Top of DATA FOR ANALYSIS

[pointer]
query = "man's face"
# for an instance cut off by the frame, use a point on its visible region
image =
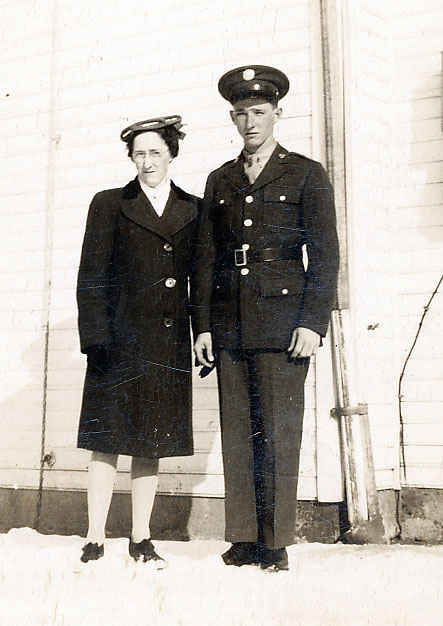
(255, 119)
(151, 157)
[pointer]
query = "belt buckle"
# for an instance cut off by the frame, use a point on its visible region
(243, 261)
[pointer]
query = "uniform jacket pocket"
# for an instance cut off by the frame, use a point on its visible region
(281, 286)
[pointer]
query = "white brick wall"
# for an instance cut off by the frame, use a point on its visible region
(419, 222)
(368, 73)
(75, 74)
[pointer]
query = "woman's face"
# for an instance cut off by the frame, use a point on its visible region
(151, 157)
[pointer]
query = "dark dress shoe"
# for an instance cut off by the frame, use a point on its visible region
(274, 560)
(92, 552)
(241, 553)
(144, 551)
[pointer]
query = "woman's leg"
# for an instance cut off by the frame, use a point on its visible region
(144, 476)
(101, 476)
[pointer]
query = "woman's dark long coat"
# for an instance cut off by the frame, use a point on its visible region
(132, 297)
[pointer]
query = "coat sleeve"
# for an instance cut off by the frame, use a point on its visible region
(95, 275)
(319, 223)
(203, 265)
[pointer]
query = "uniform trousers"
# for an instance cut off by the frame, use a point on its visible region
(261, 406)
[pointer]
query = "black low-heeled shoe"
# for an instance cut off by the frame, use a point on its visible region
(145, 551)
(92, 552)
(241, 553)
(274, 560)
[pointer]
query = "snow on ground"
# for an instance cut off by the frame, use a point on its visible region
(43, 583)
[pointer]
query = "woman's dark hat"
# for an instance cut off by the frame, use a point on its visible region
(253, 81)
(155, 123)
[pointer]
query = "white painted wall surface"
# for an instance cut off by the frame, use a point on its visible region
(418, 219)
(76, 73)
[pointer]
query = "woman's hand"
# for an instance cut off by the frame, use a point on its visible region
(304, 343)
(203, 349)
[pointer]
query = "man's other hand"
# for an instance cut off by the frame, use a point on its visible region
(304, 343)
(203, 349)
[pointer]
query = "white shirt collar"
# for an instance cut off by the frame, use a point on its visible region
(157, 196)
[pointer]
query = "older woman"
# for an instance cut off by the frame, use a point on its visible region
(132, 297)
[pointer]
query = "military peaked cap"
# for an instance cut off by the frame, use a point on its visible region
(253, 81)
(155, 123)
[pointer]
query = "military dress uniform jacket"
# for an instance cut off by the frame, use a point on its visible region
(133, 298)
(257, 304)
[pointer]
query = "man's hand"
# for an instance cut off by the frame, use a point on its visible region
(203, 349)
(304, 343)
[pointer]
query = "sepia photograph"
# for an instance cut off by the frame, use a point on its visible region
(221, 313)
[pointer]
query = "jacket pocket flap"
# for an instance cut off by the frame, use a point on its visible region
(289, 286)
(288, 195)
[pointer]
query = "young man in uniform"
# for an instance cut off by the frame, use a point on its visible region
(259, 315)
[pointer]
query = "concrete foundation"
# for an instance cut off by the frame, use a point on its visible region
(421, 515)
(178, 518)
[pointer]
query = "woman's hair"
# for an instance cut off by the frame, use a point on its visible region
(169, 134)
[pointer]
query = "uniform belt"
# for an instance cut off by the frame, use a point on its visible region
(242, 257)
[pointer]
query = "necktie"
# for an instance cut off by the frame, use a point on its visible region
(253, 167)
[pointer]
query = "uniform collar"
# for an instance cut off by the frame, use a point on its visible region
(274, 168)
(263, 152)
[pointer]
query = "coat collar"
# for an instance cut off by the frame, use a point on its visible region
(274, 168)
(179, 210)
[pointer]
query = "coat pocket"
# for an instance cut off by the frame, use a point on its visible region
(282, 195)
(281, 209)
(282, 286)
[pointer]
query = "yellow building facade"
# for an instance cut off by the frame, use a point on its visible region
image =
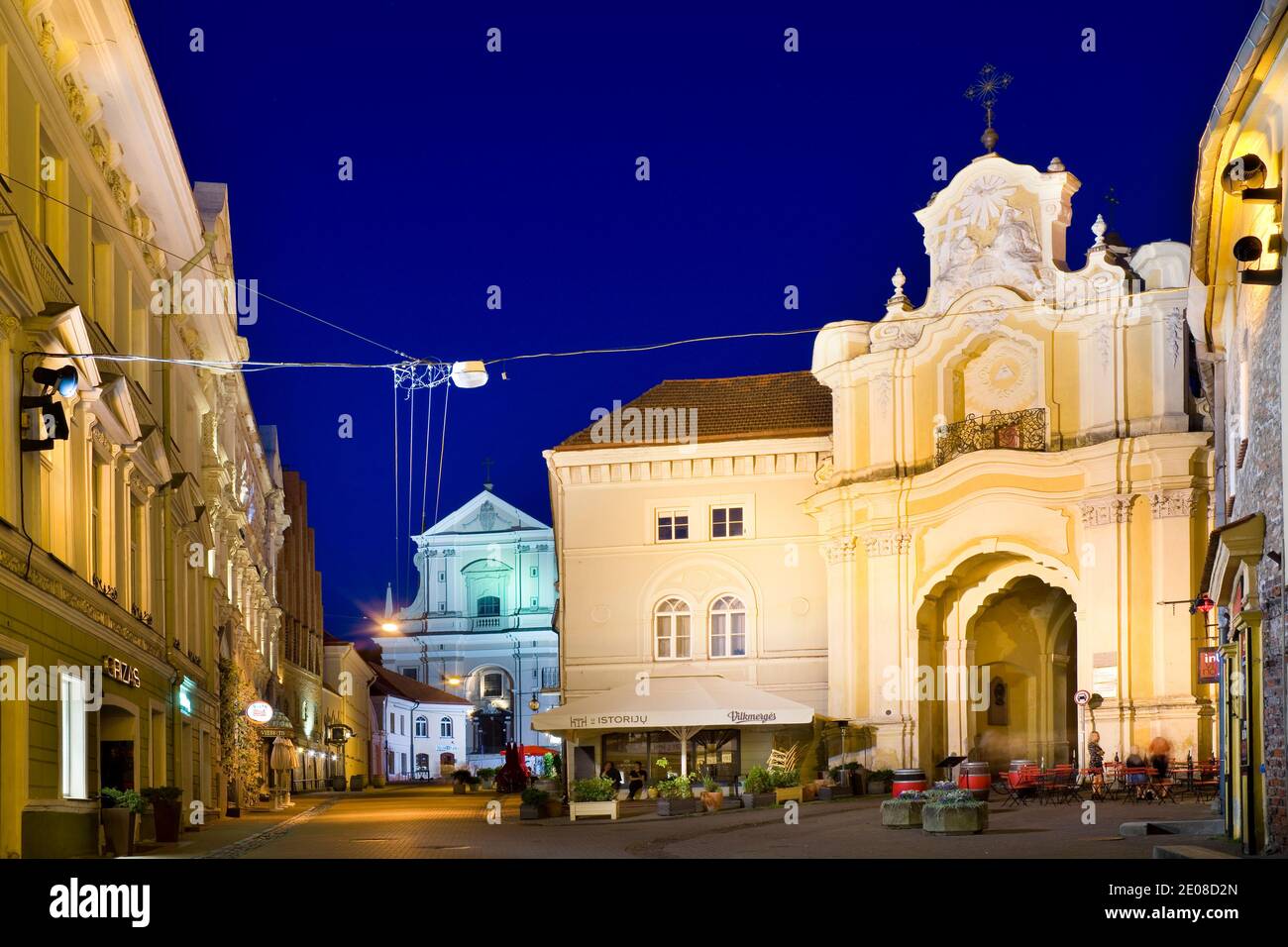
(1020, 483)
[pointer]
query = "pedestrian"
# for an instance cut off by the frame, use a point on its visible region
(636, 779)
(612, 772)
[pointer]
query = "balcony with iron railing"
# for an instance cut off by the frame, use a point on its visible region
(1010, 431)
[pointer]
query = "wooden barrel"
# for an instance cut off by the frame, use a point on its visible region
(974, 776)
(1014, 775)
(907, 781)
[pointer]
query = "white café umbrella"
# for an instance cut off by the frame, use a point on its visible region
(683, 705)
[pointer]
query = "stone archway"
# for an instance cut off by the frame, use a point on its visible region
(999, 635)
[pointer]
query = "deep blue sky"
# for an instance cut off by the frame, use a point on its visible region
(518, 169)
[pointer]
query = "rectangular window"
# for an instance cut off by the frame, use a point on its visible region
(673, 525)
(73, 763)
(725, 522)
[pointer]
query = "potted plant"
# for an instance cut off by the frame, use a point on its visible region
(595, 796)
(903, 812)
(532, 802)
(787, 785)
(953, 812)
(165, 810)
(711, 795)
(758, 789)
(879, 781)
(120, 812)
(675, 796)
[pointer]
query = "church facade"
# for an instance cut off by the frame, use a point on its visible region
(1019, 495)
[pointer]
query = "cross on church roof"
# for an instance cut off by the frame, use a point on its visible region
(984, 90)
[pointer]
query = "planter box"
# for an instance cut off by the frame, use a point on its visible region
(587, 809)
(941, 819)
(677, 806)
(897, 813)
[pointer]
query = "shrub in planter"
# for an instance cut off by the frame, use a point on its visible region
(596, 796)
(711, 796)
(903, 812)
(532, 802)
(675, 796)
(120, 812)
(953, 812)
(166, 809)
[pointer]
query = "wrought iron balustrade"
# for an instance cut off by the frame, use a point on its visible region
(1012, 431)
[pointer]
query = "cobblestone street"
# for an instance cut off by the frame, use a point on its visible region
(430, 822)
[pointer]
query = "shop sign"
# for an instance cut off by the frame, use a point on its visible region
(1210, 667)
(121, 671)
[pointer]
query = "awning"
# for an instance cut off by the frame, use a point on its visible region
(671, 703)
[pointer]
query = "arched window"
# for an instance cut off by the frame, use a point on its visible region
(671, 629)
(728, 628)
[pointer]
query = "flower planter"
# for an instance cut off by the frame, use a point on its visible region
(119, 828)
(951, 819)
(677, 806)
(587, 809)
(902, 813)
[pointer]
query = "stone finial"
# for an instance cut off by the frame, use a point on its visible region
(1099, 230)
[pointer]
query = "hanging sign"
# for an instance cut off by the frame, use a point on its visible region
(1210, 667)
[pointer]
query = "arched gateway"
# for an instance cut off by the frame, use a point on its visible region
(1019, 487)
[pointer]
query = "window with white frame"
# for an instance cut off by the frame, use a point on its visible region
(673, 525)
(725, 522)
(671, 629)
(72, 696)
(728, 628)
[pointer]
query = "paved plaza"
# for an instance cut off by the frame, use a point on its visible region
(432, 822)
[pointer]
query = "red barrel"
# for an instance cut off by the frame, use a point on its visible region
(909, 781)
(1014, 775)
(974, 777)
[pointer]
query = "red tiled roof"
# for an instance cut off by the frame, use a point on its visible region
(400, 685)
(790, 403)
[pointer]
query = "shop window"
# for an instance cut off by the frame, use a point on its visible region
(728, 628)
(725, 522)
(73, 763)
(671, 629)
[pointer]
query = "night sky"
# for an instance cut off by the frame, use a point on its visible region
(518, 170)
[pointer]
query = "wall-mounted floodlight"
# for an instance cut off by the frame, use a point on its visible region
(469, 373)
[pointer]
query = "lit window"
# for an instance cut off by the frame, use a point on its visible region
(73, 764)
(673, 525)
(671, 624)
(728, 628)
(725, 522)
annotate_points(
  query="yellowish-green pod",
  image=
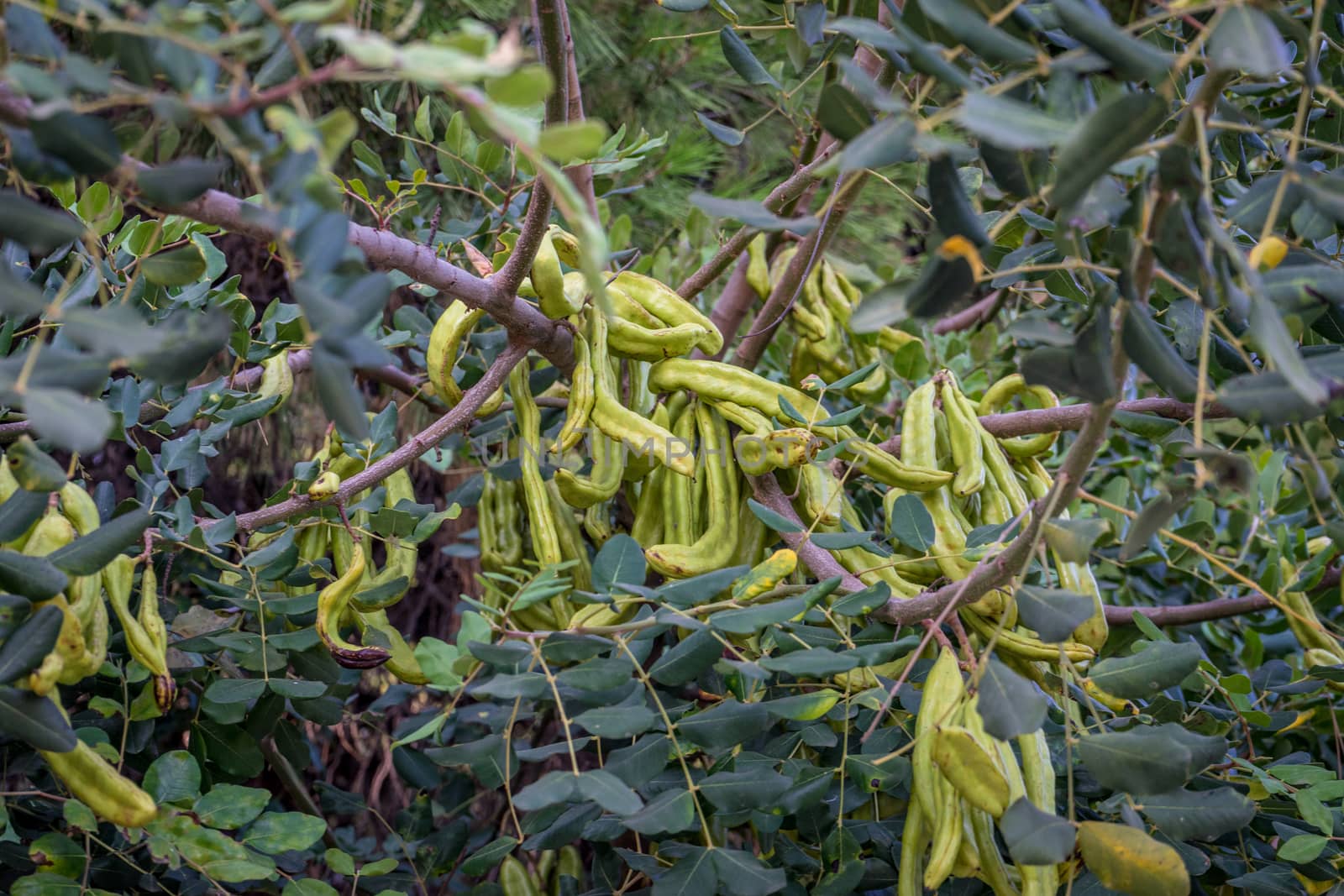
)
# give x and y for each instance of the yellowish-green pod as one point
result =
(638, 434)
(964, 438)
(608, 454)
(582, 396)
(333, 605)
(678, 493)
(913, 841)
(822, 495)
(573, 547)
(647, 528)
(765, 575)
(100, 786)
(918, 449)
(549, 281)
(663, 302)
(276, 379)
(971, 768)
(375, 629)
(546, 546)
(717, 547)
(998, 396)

Bottom of DATA FOR ANALYSIS

= TASK DESCRIPTION =
Before copying, set the pictures aside; then give the records again exactly.

= ANSWER BOX =
[pointer]
query = "man's face"
# for an instance cut off by the frame, use a point on its visible region
image =
(255, 119)
(151, 157)
[pointer]
query = "belt buckle"
# for an instance cut off by the frame, use a point on its visible region
(243, 261)
[pointer]
query = "uniform jacket pocket"
# for an instance cut off by the frame, use a point on its visible region
(281, 286)
[pointer]
query = "white brick wall"
# for an instance cut off by the frame, use a point on its visible region
(419, 222)
(368, 73)
(75, 74)
[pointer]
query = "woman's face"
# for an instance cut off by the frame, use a point on its visible region
(151, 157)
[pointer]
query = "dark dress shoe"
# for an instance cut off by the frame, use a point on its visible region
(274, 560)
(92, 552)
(241, 553)
(144, 551)
[pointer]
query = "woman's leg"
# for an instance cut off by the frame, use a point on its visible region
(144, 476)
(101, 476)
[pointer]
query = "woman's dark long coat"
# for an instance cut off by the frame, use a point on its visible region
(132, 297)
[pointer]
query = "coat sleeve"
# for an instance cut off by the frame, use a point on its visible region
(95, 275)
(319, 223)
(203, 265)
[pointer]
query = "uniform trousers"
# for an instance cut off by the frame, use a point on its visible region
(261, 406)
[pointer]
query = "black low-heeled shoe"
# for an instance cut off by the frame, use a point on its visible region
(145, 551)
(92, 552)
(241, 553)
(274, 560)
[pointer]
query = "snow on ground"
# for an instance cut off by the frame, use a point on its visible region
(43, 583)
[pointer]
query = "woman's dark hat"
# for an instance cut off by the frame, use a point on its visible region
(253, 81)
(155, 123)
[pointer]
query = "white painted wall surface"
# for an instance cut off by the frame, use a point on its visible region
(418, 219)
(76, 73)
[pointer]
query = "woman's hand"
# for an instance cut off by the frame, use a point on its visible region
(304, 343)
(203, 349)
[pointer]
query = "man's other hand"
# for an instance cut off by the frame, use a point on its visible region
(304, 343)
(203, 349)
[pointer]
query = "white shirt collar"
# for an instance cut off by the frame, use a point on its visible region
(157, 196)
[pointer]
query = "older woman"
# for an instance cut off by the frame, use a point on its visible region
(132, 297)
[pointer]
query = "military peaked cap"
# for an instance cut off by the frame, use a point on its visible region
(253, 81)
(155, 123)
[pointer]
query = "military dress uniform jacket"
# for an instance cut off by the frame, use a point on its visible region
(133, 298)
(257, 304)
[pointer]
query = "man's hand"
# for an instance cut off by the frame, use a point on its visible region
(203, 349)
(304, 343)
[pointer]
query = "sepia photograph"
# for an instance cut off by the frame, use a point on its visible region
(221, 313)
[pointer]
query = "jacket pocket flap"
# for an instance cut off by the frame, use a point on its visible region
(289, 286)
(288, 195)
[pointer]
query = "young man in uniform"
# for an instance cut off by the frame, use a point on its visible region
(259, 315)
[pointer]
query = "concrete foundation"
# for an instance cut off by the frame, use a point on its visible region
(421, 515)
(178, 518)
[pointer]
query = "woman's hair"
# for an instance cut off by the frame, use a point on its visible region
(169, 134)
[pointer]
query = "uniform belt"
# for an instance cut off by the frame, use a point on its visible region
(242, 257)
[pointer]
query = "necktie"
# for an instance cut off by the frame, use a point on its visible region
(253, 167)
[pointer]
query = "uniform collar"
# for an instance cut off by the frame, use a point on its visible region
(274, 168)
(263, 152)
[pointer]
query = "coat collar"
# for an instance cut off by the frame, use a point on its visible region
(274, 168)
(179, 210)
[pointer]
query = "coat pocket"
# for an instance cut off by the frame, use a point on its visible region
(282, 195)
(281, 209)
(282, 286)
[pointer]
query = "yellow building facade"
# for an instance cut off by the frame, use a point on its visible region
image =
(1020, 483)
[pointer]
query = "pedestrian"
# for an instance cut off by the frame, use a point on its visible region
(636, 779)
(612, 772)
[pointer]
query = "balcony with iron railing"
# for an instance cut off by the frame, use a point on its visible region
(1010, 431)
[pointer]
query = "wooden barrel"
# for an instance cut off by the frame, use a point on its visible region
(974, 776)
(1014, 775)
(907, 781)
[pointer]
query = "white café umbrella"
# for an instance cut off by the frame, use a point on its visible region
(683, 705)
[pointer]
query = "stone archway"
# for an instance cut off by the frame, use a point on its visible region
(999, 635)
[pointer]
query = "deep blue sky"
# for an instance cut off by the frame, use a point on its visible region
(518, 169)
[pointer]
query = "rectangular window"
# for an instance cut off by the frame, use a point on its visible region
(673, 525)
(73, 763)
(725, 522)
[pointer]
query = "potted plant"
# for an instance cut off by the frame, use a point on its visible region
(595, 796)
(903, 812)
(532, 802)
(787, 785)
(953, 812)
(165, 810)
(711, 795)
(758, 789)
(879, 781)
(120, 812)
(675, 796)
[pointer]
query = "church facade"
# for an instance cut off by the frame, use a point on its visible region
(1019, 495)
[pointer]
query = "cross on church roof"
# for an instance cut off by the frame, use a point on its visible region
(984, 90)
[pointer]
query = "planter box"
# for an instance cut off by the frame, use a point on its visible region
(587, 809)
(941, 819)
(677, 806)
(897, 813)
[pointer]
query = "shrub in planter"
# for an instance cut off by the frame, use a point on its visible region
(596, 796)
(711, 796)
(903, 812)
(532, 802)
(675, 796)
(120, 812)
(953, 812)
(166, 809)
[pointer]
query = "wrought iron balustrade"
# for an instance cut off by the frame, use a point on its visible region
(1012, 431)
[pointer]
query = "cobblestone street"
# for an instance cut off by the frame, use a point on its visible region
(430, 822)
[pointer]
query = "shop sign"
# for an instance cut off by the frame, use a point on its visible region
(1210, 667)
(121, 671)
[pointer]
query = "awning"
# for an instance cut off by the frame, use a point on its visible region
(671, 703)
[pointer]
query = "arched window"
# for an instance cut off by the frame, use a point on its visible region
(671, 629)
(728, 628)
[pointer]
query = "flower planter"
# for an instance cut off by the frame, use a point on its visible region
(119, 828)
(951, 819)
(677, 806)
(587, 809)
(902, 813)
[pointer]
query = "stone finial"
# for an instance cut off by the frame, use a point on its visible region
(1099, 230)
[pointer]
query = "hanging sign"
# for an instance cut off by the frame, use a point on its visible region
(1210, 667)
[pointer]
query = "arched gateway"
# for an instance cut off by the frame, use a point on its visible region
(1019, 487)
[pointer]
query = "window with white frame"
# for an instance cut off by the frame, use a point on its visible region
(673, 525)
(725, 522)
(671, 629)
(72, 696)
(728, 628)
[pointer]
query = "paved plaza"
# for an instance cut off by the frame, use a point on its visible region
(432, 822)
[pointer]
query = "red barrel"
# for an instance cut off by the frame, use a point on its visible region
(909, 781)
(1014, 775)
(974, 777)
[pointer]
query = "red tiled roof"
# for an instance cut off by the frame, use a point on its visible region
(400, 685)
(790, 403)
[pointer]
query = "shop window"
# for an instance cut off by the frame, use a point on its visible region
(728, 628)
(725, 522)
(73, 763)
(671, 629)
[pointer]
query = "night sky"
# for an instance cut off by the frame, use a point on its visible region
(518, 170)
[pointer]
query = "wall-mounted floodlight"
# for an instance cut off by the frame, use a point on its visible region
(469, 373)
[pointer]
query = "lit window"
# for an instance cut off by the frame, use a point on its visible region
(73, 764)
(673, 525)
(671, 624)
(728, 628)
(725, 522)
annotate_points(
  query="yellowish-green pod",
  image=
)
# give x and y for each instance of the yellowish-green pod as one point
result =
(638, 434)
(964, 438)
(608, 454)
(582, 396)
(333, 605)
(678, 493)
(913, 841)
(822, 495)
(573, 547)
(647, 528)
(765, 575)
(100, 786)
(918, 449)
(549, 281)
(663, 302)
(276, 379)
(971, 768)
(375, 629)
(546, 546)
(717, 547)
(998, 396)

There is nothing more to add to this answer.